*WHAT TO PRODUCE*.
Beneath this task is a listing; retype all of it exactly.

(Beginning of GIVEN INFORMATION)

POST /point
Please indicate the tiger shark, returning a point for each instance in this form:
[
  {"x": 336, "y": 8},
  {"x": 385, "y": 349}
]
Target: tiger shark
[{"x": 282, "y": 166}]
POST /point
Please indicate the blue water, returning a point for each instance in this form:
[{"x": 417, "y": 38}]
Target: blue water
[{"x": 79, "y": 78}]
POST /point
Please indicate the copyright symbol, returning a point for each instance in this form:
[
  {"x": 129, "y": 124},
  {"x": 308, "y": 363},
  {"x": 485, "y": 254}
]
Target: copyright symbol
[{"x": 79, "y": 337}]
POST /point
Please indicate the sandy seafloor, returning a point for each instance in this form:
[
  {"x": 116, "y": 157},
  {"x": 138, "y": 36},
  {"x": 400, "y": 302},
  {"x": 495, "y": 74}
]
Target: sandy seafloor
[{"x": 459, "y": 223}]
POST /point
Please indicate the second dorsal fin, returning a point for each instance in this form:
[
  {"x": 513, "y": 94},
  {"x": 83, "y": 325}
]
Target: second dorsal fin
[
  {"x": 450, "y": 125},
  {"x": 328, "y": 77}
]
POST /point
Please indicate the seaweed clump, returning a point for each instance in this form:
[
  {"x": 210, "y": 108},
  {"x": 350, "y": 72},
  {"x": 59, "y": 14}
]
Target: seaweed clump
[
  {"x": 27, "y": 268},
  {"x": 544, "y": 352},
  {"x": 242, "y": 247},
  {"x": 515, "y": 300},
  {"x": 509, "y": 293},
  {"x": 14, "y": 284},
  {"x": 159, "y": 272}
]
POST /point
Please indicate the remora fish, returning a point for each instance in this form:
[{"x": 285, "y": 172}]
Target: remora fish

(End of GIVEN INFORMATION)

*EXERCISE RESULT*.
POST /point
Please indicate the tiger shark, returning a point for each instance in this form:
[
  {"x": 336, "y": 8},
  {"x": 385, "y": 349}
]
Target: tiger shark
[{"x": 282, "y": 166}]
POST /point
Please indicate the blue water, returning a point for each instance in this form:
[{"x": 417, "y": 38}]
Target: blue water
[{"x": 79, "y": 78}]
POST /point
Please indicate the copyright symbol, returning a point for each instance in this form:
[
  {"x": 129, "y": 124},
  {"x": 308, "y": 363},
  {"x": 485, "y": 254}
]
Target: copyright symbol
[{"x": 79, "y": 337}]
POST /point
Please indicate the sandy seafloor, returning a point for each instance in this form:
[
  {"x": 116, "y": 157},
  {"x": 138, "y": 36},
  {"x": 400, "y": 302},
  {"x": 495, "y": 74}
]
Target: sandy seafloor
[{"x": 459, "y": 223}]
POST /point
Please indicate the second dorsal fin, returning a point for each instance in this form:
[
  {"x": 513, "y": 94},
  {"x": 83, "y": 325}
]
Target: second dorsal fin
[
  {"x": 450, "y": 125},
  {"x": 328, "y": 77}
]
POST /point
Please indicate the seaweed clump, returning a point for each instance in this form:
[
  {"x": 210, "y": 108},
  {"x": 350, "y": 72},
  {"x": 59, "y": 14}
]
Target: seaweed clump
[
  {"x": 27, "y": 268},
  {"x": 544, "y": 352},
  {"x": 242, "y": 247},
  {"x": 515, "y": 300},
  {"x": 509, "y": 293},
  {"x": 14, "y": 284},
  {"x": 159, "y": 272}
]
POST /point
Please indicate the remora fish, returning a point for each instance in this form:
[{"x": 285, "y": 172}]
Target: remora fish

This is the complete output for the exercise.